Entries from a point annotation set
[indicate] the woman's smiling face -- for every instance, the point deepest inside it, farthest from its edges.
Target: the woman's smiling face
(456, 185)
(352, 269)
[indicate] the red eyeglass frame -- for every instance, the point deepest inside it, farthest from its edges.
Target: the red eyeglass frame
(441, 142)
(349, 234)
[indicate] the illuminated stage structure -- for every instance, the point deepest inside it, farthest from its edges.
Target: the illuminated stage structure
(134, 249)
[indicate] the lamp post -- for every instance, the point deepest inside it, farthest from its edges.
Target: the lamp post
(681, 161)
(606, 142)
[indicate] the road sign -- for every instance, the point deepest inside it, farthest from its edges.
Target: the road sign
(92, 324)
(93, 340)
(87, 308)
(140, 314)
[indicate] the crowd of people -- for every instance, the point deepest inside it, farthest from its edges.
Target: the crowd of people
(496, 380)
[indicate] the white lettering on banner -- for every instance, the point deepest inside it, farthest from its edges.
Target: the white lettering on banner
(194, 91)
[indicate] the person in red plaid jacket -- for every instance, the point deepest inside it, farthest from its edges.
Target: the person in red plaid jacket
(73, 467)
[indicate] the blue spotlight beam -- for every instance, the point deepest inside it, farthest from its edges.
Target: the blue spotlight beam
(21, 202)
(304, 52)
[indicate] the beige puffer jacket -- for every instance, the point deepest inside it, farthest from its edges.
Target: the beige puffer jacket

== Objective ==
Arrange all of the material above as a numbered list, skipping any blank lines.

== Answer for this exercise ==
1. [indicate] the woman's smiling face -- for every instance, the point deepest inside it, farthest from its edges.
2. Target: the woman's smiling face
3. (456, 185)
4. (352, 269)
5. [indicate] the red eyeglass frame -- for every instance, the point deepest inside it, farthest from its edges.
6. Target: the red eyeglass frame
7. (441, 142)
8. (349, 234)
9. [indicate] the illuminated stage structure -- for every instance, the point deepest inside it, farthest from its edges.
10. Target: the illuminated stage structure
11. (134, 249)
12. [indicate] the lamp post -- for every instance, the point deepest inside it, farthest from its edges.
13. Target: the lamp post
14. (681, 161)
15. (606, 142)
16. [indicate] the road sign -- for every instance, the point deepest inside it, farthest from its edges.
17. Target: the road sign
18. (92, 324)
19. (93, 340)
20. (87, 308)
21. (140, 314)
22. [indicate] the crowd of people -- for every instance, the point deepest inside it, farthest from its edges.
23. Target: the crowd of people
24. (496, 380)
25. [indicate] the white lettering on banner -- for every instance, the point deepest inside it, farthest from its edges.
26. Target: the white lettering on banner
27. (194, 91)
28. [indicate] the person in red plaid jacket -- for every instance, the point deepest inside it, farthest from its edges.
29. Target: the person in red plaid jacket
30. (73, 467)
31. [indicate] the blue spotlight beam -- for every instance, the point deepest inside it, farthest from its edges.
32. Target: the blue spotlight beam
33. (21, 202)
34. (304, 52)
35. [indicate] the beige puffer jacket -- for every instance, the point deepest inside it, farthest from its edges.
36. Target: the beige puffer jacket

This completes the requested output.